Exercise details = Copy only what runs from the line containing "Tag the backlit" through the end of the material below, line for line, with both ends included.
* * *
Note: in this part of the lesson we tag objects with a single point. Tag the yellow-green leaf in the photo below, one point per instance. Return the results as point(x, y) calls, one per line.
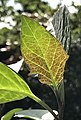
point(44, 53)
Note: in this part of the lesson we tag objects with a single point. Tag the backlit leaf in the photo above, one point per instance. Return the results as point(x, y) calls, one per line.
point(10, 114)
point(42, 52)
point(12, 86)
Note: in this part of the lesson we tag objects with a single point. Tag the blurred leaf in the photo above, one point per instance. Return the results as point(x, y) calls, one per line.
point(44, 53)
point(12, 86)
point(36, 114)
point(9, 115)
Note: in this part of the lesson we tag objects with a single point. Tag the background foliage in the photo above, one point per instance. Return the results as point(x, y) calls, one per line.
point(10, 53)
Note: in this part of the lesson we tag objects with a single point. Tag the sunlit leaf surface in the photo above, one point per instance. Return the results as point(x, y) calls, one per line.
point(12, 86)
point(43, 53)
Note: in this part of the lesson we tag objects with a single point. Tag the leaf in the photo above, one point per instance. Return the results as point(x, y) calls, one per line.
point(12, 86)
point(62, 28)
point(36, 114)
point(9, 115)
point(42, 52)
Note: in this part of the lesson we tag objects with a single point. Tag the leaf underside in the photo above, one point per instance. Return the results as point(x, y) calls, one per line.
point(42, 52)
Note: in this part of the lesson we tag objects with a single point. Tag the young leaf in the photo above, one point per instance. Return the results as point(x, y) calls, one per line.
point(9, 115)
point(12, 86)
point(44, 53)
* * *
Finished exercise =
Note: in this part of the lesson we tag objects with a single point. Tag the backlit leaf in the photo above, one point per instance. Return the results as point(x, y) calls, one per line.
point(10, 114)
point(42, 52)
point(12, 86)
Note: in this part of the lesson we tag objects with a single point. Tag the blurred leaf in the photo above, one point per instance. Return the results as point(x, y) calls, one per line.
point(44, 53)
point(12, 86)
point(36, 114)
point(9, 115)
Note: in this part of the lesson we tag objects with a single point. Tag the background foliage in the photo above, one point per instance. Return the results as point(x, y) calls, one per line.
point(10, 53)
Note: in this part of the lesson we tag objects with a single point. Tag the sunlit leaf surface in the photo above, one point per instance. Return the results as point(x, y) calls, one per line.
point(12, 86)
point(43, 53)
Note: in this part of the lesson we tag objects with a single point. Tag the leaf in the photo above, one point per instance. Return the results as point(x, y) calls, one per line.
point(12, 86)
point(62, 28)
point(36, 114)
point(9, 115)
point(42, 52)
Note: in this part of the lesson we tag objects with a single point. Tag the leaf underside in the photo above, one point per instance. Return the results as point(x, y) calls, one per line.
point(42, 52)
Note: in this part of the lesson we tag objects with a single point. Tag the young leaf in the photo above, one point per instance. Return the results as point(x, y) calls, one per line.
point(9, 115)
point(12, 86)
point(44, 53)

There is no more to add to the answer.